EXCERPT PROVIDED —
Submissions for Mr Hirawani

[9]        On behalf of Mr Hirawani, Mr Lance made two key submissions: that the starting point adopted by the Judge was too high, and that the Judge was wrong to conclude that there were no mitigating factors present in this case.

[10]      In regard to starting point Mr Lance made the following submissions:

(a)The Judge’s description of the offending as “sophisticated and professional” was incorrect.  Mr Lance says the offending was repetitive rather than sophisticated, and that it is surprising that Inland Revenue did not pick up on the returns earlier, given their similar nature;

(b)The Judge was wrong to characterise the offending as being at the “highest level”.  Mr Lance referred the Court to four cases of similar or more serious offending where offenders received lesser sentences than Mr Hirawani:

(i)In R v Hunter CA36/02 27 May 2002, the offending spanned a six year period, involved 422 charges and a total loss to the Revenue of approximately $400,000.  Mr Hunter pleaded guilty and received a sentence of three and a half years imprisonment.

(ii)In Heald v Police HC WN CRI-2003-485-11 9 September 2003, the appellant was sentenced on five charges of using a document to obtain a pecuniary advantage and one of conspiracy to defraud Inland Revenue.  The prosecution attributed responsibility for $879,103 of the fraudulent refunds to the appellant.  The appellant had a previous conviction of forgery.  The Court took a starting point of five years (or if not five years, four and a half) and imposed an effective sentence of three years imprisonment.

(iii)In R v Nua [2001] 3 NZLR 483, a senior customs officer entered into an arrangement with a used motor vehicle importer pursuant to which over a 15 month period the officer allowed the importation of 154 used vehicles without odometer inspections or GST. This led to $293,000 in unpaid GST and the release of unchecked vehicles into New Zealand. In return the official received between $150,000 and $200,000. An effective sentence of four years was upheld on appeal.

(iv)In R v Palmer CA332/03 31 March 2004, this Court considered an appeal against a sentence imposed under s 105A of the Crimes Act 1961.  The offender was found guilty at trial.  He had obtained a benefit of $269,896.20 in profit from his offending.  He was sentenced to eighteen months imprisonment and granted leave to apply for home detention.  This Court thought a sentence of two and half years would have been appropriate but did not interfere with the sentence;

(c)While the Judge said that personal gain was a significant factor in determining culpability, Mr Lance submitted that the Judge did not specify how much Mr Hirawani gained personally.  He led a relatively frugal existence, and he has no assets to speak of. The pre-sentence report stated that he was $20,000 in debt.  Mr Lance submitted that Mr Hirawani did not engage in lavish spending or a luxurious lifestyle.  In light of these observations, and the cases highlighted above Mr Lance submitted that Mr Hirawani’s offending is not at the “highest level”;

(d)The Judge wrongly categorised maintenance of innocence as an aggravating feature.  That factor should be treated as the absence of a mitigating factor;

(e)The Judge’s statement that the “motivating factor is simply greed” was not supported by any relevant data.  He reiterated the lack of evidence of significant personal gain;

(f)Lack of co-operation and/or absconding should not have been treated as an aggravating feature, but as a lack of a mitigating factor.

DATA SECTION —
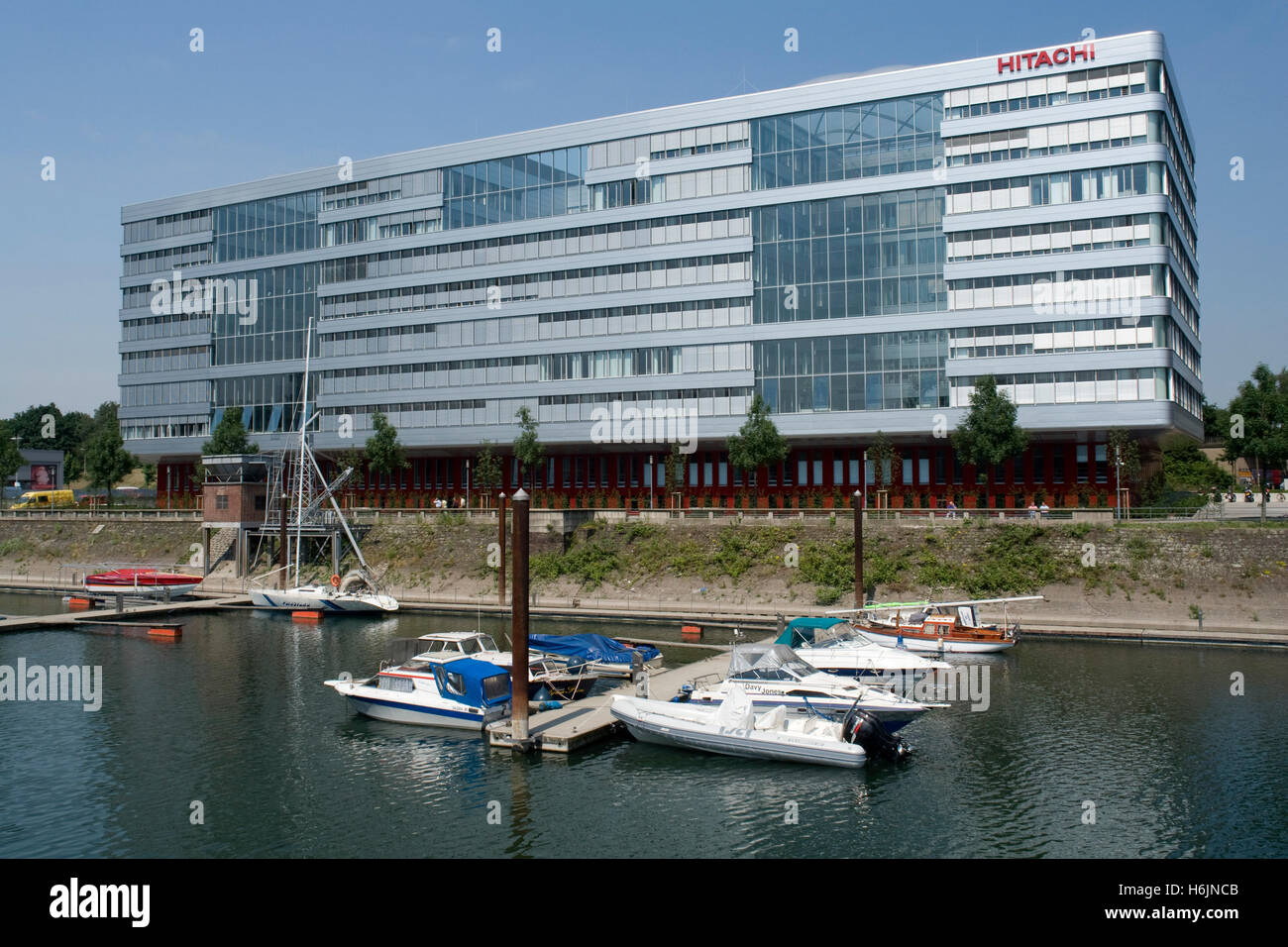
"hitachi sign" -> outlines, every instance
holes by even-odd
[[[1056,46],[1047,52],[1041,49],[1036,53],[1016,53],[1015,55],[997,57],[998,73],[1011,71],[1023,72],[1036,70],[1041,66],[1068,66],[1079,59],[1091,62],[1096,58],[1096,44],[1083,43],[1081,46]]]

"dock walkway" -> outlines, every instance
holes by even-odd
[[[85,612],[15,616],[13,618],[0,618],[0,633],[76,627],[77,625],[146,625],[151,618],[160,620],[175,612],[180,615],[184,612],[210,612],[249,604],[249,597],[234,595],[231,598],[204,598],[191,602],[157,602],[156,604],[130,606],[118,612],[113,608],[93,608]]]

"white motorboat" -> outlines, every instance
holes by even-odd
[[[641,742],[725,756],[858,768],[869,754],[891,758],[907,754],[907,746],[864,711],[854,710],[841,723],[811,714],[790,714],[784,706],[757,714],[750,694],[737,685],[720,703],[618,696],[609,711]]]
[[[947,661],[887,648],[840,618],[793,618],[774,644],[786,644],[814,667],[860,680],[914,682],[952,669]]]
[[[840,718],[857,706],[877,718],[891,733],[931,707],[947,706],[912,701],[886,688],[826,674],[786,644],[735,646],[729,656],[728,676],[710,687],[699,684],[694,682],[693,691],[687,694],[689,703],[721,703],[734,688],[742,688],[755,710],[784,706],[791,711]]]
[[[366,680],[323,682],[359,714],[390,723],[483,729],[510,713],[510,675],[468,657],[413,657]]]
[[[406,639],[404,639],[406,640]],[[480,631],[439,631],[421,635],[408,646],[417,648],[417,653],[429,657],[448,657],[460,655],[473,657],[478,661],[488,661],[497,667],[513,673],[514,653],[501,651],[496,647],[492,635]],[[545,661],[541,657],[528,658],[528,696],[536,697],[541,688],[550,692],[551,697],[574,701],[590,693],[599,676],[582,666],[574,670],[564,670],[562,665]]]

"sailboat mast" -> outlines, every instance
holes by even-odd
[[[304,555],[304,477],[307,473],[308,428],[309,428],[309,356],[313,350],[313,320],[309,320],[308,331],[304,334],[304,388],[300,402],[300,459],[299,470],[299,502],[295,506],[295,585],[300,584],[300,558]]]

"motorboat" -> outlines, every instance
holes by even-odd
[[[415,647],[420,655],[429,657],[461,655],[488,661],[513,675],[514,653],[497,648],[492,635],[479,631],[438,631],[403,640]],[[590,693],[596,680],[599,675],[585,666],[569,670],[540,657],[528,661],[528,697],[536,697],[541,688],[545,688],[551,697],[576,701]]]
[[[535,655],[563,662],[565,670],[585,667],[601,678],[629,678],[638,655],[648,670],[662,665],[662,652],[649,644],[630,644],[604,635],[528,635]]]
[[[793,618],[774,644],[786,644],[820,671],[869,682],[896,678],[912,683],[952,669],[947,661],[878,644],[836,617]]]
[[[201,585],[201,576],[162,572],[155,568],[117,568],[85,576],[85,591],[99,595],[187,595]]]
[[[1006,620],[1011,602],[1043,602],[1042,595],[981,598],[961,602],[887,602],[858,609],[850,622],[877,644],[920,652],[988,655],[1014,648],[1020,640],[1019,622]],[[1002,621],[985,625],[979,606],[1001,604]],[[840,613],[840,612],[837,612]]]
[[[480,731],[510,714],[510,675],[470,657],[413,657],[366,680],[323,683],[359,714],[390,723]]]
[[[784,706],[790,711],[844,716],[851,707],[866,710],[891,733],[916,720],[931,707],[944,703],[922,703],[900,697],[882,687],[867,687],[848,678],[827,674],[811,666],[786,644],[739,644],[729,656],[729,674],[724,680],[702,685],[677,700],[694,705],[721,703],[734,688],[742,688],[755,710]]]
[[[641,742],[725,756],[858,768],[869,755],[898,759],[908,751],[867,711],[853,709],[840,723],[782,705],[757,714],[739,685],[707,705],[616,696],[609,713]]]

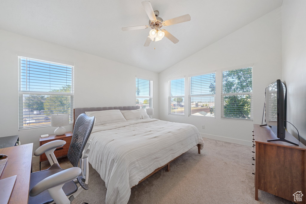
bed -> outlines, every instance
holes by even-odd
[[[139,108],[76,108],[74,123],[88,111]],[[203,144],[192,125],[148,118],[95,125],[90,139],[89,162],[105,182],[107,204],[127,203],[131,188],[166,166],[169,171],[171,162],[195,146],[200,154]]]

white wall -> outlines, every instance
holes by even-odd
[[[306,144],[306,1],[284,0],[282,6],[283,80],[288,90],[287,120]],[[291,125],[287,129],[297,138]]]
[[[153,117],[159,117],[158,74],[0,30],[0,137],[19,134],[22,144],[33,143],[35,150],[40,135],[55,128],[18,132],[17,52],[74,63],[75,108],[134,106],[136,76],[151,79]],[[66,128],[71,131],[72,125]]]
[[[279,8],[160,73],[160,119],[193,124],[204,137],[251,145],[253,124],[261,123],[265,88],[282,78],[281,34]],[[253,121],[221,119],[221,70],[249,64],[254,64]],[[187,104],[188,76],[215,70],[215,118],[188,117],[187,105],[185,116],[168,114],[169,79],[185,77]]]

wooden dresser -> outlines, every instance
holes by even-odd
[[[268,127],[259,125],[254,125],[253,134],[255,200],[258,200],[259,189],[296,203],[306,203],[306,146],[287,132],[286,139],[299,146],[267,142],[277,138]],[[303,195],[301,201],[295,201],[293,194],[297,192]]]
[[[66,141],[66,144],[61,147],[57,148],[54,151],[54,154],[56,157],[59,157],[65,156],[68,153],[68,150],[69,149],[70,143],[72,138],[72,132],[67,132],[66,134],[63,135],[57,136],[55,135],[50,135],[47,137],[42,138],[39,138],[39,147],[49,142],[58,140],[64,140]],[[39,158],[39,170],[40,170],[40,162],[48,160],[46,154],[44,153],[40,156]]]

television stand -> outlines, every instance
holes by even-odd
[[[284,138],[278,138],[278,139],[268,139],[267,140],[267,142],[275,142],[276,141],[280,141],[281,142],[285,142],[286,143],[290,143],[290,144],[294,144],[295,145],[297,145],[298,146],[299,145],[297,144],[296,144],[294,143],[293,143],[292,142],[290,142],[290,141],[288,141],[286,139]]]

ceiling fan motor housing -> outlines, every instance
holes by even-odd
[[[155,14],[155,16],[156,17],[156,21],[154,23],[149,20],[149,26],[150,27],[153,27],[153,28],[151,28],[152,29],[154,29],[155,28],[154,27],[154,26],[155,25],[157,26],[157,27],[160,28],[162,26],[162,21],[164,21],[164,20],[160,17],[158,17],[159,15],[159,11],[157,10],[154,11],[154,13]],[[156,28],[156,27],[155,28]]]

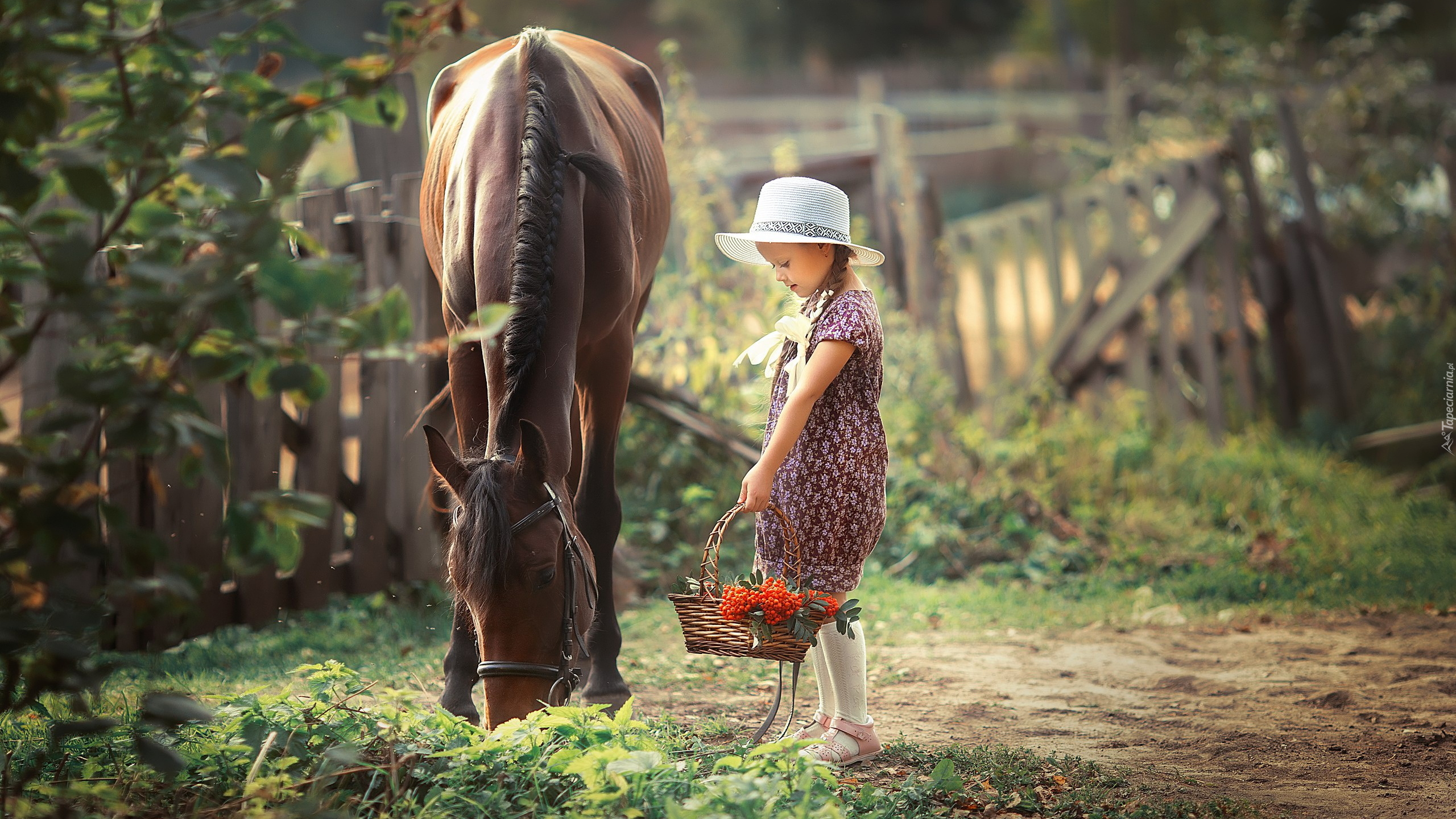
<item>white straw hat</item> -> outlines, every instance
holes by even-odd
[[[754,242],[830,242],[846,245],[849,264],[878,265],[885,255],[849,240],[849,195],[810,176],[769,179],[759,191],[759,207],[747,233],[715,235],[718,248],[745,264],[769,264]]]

STATED EXERCISE —
Could you pick up the excerpt on the sentencing submissions for Mr Hirawani, above, and continue it from where it stops?

ANSWER TO THIS TASK —
[11]      In regard to mitigating factors Mr Lance submitted:

(a)Mr Hirawani was not represented at sentencing.  He now instructs counsel that he is remorseful and if represented this would have been conveyed to the Court;

(b)The Judge gave Mr Hirawani no credit for his lack of previous convictions and otherwise good character.  To support this counsel referred to the pre-sentence report, and references supplied on Mr Hirawani’s behalf.

[12]      Overall Mr Lance submitted that the starting point was too high given this was not offending at the highest level, there was little personal gain, and because the Judge increased the starting point by reference to inappropriate aggravating features.  He says that some deduction should have been made from the starting point for mitigating factors.  Counsel further contended that, with regard to the totality principle, in all the circumstances an effective sentence of five years imprisonment was manifestly excessive.

Submissions for the Crown

[13]      For the Crown Mr Downs submitted that the 369 guilty verdicts reflect the jury’s satisfaction, beyond reasonable doubt, that Mr Hirawani was a professional fraudster: against this background the Crown submitted that a five year term of imprisonment was neither manifestly excessive nor wrong in principle.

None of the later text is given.